WORK INSTRUCTIONS:
Set out the listing word for word. End with the line that contains "the white street".

***

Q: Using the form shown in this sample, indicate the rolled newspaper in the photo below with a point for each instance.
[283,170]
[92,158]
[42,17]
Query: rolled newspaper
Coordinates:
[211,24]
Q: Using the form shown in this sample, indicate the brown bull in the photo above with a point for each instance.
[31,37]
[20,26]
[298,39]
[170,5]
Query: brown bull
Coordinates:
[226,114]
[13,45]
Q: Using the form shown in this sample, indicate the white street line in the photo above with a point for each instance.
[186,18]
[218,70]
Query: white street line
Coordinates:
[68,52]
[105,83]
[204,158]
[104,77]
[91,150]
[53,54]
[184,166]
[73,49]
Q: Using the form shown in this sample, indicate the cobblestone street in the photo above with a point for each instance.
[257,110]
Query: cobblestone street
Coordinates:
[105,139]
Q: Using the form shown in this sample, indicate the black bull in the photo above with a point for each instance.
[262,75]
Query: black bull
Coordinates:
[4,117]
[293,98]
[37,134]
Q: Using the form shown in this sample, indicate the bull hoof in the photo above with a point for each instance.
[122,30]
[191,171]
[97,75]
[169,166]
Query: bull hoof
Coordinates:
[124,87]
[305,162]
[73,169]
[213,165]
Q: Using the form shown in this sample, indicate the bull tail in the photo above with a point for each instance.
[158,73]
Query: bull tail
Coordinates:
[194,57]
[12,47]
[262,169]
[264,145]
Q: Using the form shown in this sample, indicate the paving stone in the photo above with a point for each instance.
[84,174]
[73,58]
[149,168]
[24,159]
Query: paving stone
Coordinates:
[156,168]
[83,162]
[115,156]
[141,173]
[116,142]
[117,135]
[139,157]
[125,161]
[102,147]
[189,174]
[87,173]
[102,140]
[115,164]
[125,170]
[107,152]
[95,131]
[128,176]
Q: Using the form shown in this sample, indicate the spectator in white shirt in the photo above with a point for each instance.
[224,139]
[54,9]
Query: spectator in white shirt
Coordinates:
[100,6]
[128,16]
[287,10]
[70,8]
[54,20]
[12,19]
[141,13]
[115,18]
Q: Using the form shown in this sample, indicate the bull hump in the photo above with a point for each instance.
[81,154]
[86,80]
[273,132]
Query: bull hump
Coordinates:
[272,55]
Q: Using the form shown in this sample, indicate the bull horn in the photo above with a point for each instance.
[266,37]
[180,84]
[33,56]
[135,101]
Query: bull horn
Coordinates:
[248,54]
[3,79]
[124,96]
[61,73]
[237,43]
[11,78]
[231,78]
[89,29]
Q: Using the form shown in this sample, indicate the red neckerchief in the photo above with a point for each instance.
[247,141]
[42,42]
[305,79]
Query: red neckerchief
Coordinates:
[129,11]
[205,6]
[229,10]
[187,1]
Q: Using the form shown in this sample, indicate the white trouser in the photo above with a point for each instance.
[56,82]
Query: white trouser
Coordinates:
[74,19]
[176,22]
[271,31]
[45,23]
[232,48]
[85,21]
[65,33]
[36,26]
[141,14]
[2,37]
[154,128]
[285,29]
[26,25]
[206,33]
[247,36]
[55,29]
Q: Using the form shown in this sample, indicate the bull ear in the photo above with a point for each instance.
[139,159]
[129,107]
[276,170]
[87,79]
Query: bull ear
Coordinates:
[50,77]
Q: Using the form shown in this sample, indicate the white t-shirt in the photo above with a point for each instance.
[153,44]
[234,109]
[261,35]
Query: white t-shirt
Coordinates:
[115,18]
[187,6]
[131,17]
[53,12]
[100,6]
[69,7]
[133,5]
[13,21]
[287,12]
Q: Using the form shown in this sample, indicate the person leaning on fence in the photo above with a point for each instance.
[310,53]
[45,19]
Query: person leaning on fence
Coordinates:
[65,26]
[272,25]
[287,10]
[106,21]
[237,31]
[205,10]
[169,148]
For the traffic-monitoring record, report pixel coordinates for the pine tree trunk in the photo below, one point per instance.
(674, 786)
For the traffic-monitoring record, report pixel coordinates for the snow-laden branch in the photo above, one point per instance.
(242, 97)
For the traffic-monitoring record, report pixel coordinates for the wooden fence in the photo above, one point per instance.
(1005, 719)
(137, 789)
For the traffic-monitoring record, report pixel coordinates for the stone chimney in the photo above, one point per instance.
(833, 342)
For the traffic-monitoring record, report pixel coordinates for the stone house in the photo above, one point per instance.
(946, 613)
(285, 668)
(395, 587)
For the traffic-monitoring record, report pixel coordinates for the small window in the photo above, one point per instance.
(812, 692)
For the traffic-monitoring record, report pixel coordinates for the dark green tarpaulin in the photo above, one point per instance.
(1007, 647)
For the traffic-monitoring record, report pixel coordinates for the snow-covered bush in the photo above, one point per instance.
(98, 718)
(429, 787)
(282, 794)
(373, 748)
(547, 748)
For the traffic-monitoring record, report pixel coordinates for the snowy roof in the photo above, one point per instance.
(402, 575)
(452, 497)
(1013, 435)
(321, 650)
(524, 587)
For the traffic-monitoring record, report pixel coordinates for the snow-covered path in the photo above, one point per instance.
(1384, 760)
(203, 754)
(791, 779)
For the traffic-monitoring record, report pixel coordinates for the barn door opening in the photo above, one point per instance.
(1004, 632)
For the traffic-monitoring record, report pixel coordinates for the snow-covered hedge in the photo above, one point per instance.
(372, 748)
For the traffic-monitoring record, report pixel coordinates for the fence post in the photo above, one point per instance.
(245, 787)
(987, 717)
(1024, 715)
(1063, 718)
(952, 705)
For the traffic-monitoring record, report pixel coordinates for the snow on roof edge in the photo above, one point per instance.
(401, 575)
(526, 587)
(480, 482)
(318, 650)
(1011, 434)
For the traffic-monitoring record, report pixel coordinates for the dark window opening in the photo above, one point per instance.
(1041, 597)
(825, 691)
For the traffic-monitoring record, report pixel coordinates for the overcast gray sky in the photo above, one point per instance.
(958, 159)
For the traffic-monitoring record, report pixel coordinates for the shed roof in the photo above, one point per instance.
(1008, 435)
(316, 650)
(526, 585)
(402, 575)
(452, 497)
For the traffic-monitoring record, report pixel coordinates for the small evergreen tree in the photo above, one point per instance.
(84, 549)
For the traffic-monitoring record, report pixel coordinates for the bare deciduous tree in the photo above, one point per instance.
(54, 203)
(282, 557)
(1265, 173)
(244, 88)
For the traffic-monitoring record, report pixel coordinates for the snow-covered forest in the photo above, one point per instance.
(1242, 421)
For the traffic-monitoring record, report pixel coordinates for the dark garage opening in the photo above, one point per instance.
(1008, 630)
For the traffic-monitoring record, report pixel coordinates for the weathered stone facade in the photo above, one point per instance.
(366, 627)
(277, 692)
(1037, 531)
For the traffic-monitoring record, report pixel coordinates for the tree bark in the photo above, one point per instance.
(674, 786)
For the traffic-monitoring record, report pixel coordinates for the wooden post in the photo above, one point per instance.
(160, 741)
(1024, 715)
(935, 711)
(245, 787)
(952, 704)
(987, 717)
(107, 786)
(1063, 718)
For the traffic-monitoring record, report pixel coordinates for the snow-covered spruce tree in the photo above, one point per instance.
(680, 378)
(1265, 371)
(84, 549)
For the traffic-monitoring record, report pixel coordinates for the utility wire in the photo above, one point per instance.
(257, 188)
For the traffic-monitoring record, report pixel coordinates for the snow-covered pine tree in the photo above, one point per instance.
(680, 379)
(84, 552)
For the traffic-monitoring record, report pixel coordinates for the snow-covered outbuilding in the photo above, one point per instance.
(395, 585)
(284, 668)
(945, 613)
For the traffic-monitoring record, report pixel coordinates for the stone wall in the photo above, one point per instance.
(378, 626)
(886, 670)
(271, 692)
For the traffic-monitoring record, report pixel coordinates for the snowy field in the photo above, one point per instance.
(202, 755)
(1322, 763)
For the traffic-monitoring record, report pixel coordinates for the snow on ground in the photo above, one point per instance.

***

PROBLEM SOLUTION:
Q: Using the form shown in this sample, indicate the rolled newspaper in the photo below with a point for each instance.
[283,170]
[92,158]
[42,17]
Query: rolled newspaper
Coordinates:
[211,24]
Q: Using the form shown in this sample, indicate the brown bull in the photo above with a point for each instance.
[31,37]
[20,26]
[298,39]
[170,5]
Query: brown bull
Coordinates:
[226,114]
[13,45]
Q: Using the form shown in this sample, indicate the white street line in the photo above with a point for each instance.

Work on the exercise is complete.